Work to do —
Please select every line in the records below that contains the word "black", matching case, and copy each such line in full.

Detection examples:
□ □ □ □ □ □ □

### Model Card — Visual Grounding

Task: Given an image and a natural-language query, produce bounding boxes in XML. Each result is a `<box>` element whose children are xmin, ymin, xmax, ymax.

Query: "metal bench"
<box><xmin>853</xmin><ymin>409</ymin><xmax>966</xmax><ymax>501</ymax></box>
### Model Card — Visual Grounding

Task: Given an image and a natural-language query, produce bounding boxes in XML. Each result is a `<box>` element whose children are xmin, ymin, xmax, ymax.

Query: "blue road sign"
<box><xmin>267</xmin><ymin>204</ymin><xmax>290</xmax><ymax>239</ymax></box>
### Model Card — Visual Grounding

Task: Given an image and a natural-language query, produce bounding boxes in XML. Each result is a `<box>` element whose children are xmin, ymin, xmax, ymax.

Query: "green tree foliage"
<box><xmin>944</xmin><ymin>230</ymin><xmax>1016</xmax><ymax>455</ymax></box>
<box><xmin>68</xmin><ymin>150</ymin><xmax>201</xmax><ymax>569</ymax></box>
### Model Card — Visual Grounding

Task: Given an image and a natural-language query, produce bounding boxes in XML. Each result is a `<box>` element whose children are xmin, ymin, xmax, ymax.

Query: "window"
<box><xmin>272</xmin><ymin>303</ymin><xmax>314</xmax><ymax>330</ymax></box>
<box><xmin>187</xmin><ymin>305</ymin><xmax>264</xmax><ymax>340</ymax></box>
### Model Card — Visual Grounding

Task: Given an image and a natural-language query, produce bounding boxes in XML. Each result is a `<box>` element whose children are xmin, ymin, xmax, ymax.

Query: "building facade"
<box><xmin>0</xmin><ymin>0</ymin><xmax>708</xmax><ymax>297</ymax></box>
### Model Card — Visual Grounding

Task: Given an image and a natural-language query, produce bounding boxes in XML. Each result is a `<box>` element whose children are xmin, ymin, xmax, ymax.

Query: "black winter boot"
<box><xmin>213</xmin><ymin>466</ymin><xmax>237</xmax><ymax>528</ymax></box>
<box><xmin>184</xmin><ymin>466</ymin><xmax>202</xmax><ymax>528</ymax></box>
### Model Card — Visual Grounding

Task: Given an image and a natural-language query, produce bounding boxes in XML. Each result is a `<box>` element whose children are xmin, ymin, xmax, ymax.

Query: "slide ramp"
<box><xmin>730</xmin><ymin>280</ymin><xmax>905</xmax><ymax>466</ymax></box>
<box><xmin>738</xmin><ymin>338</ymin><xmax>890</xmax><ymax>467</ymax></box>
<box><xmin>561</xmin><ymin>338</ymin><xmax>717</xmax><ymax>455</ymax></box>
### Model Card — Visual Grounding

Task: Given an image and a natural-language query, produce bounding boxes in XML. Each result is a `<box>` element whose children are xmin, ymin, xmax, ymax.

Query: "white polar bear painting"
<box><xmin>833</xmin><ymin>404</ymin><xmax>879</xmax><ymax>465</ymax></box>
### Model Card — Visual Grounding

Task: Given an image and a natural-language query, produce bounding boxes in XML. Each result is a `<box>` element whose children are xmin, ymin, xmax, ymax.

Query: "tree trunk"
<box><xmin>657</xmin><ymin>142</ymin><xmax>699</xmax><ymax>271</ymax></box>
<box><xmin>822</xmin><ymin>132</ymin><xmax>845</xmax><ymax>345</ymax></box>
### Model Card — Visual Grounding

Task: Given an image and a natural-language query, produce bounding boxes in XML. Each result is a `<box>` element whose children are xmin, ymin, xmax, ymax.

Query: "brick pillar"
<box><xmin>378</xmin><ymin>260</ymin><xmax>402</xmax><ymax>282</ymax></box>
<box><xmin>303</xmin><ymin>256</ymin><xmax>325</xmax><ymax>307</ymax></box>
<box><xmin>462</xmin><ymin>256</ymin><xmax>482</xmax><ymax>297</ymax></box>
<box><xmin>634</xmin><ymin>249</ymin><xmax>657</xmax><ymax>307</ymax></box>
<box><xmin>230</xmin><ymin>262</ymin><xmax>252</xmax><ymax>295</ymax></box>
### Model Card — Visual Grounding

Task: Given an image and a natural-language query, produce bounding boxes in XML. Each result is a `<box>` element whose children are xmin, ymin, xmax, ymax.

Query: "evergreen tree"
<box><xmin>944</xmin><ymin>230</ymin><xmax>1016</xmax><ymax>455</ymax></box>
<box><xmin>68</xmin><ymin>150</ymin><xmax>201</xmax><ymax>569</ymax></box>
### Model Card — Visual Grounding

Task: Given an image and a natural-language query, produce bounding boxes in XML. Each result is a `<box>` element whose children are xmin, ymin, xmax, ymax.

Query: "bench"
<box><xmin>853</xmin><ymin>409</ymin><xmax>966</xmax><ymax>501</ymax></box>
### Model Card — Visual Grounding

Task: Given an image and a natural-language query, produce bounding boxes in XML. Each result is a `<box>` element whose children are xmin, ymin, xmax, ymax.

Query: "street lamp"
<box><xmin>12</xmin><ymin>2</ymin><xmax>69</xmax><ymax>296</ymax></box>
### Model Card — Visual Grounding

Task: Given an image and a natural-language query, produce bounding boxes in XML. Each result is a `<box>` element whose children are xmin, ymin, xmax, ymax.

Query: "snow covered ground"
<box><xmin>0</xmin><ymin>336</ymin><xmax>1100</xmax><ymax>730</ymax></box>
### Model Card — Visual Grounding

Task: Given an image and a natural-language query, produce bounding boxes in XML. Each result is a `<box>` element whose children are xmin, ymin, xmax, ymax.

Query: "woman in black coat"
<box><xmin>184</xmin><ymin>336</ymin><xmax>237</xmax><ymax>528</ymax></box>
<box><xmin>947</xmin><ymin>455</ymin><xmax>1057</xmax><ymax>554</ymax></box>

□ □ □ □ □ □ □

Exercise output —
Query: "black winter boot"
Query: "woman in black coat"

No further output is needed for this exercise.